THE RECORDS: Begin

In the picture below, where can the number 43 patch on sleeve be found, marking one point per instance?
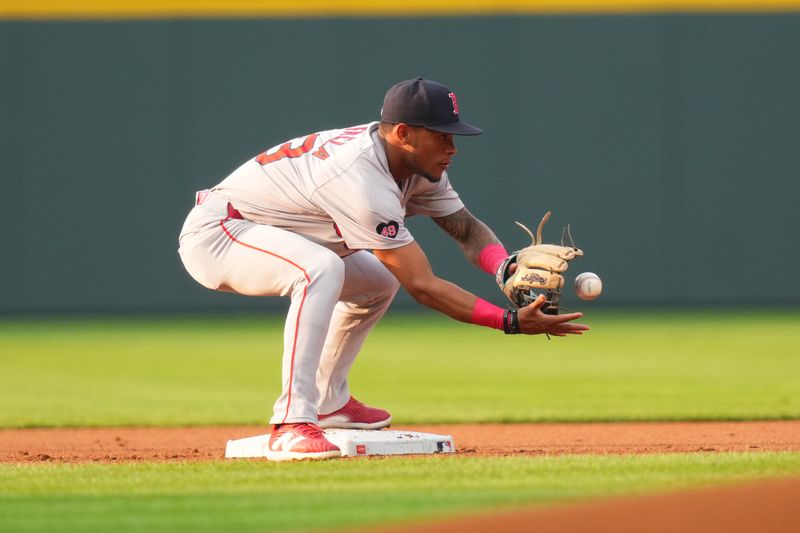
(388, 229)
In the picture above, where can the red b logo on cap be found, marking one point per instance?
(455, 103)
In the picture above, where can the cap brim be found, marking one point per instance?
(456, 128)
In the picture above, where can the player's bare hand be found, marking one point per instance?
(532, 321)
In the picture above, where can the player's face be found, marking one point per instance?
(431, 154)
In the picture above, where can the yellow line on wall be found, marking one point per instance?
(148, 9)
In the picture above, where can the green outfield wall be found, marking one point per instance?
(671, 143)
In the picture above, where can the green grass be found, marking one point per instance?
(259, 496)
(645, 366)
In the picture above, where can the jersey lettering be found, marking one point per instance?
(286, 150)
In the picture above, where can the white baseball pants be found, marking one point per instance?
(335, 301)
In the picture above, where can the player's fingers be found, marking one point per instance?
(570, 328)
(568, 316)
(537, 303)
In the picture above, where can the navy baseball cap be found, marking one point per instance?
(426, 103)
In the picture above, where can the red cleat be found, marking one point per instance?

THE RECORDS: End

TASK GOAL:
Without including any picture, print all of the entries above exactly.

REPLY:
In the picture below, where can the number 43 patch on sleeve be found, marking one point per instance?
(388, 229)
In the picture above, where can the red b logo on cap be found, marking one point per instance?
(455, 103)
In the picture above, where can the cap brim be found, marking one point per instance?
(456, 128)
In the picture above, where can the player's bare hand be found, marking one point per instance?
(532, 321)
In the picture above, where can the player's face be found, marking one point per instance?
(431, 154)
In the picture above, where can the yellow line on wall be found, marking one point per instance?
(148, 9)
In the picture above, where can the green outfield wall be found, marking one point per instance?
(671, 143)
In the picture above, where can the green grass be found, marking one point per instance?
(259, 496)
(645, 366)
In the picture above, where can the jersey lettering be found, marking one point per instance?
(286, 150)
In the picture above, where can the white baseball pants be found, marking one point per instance?
(335, 301)
In the picture above, where can the player's fingers be found, marking one point per instance?
(570, 328)
(568, 316)
(537, 303)
In the picture above, where can the navy baseball cap be found, marking one point per instance?
(426, 103)
In the picture above, where can the red cleat be found, marking one point per instance?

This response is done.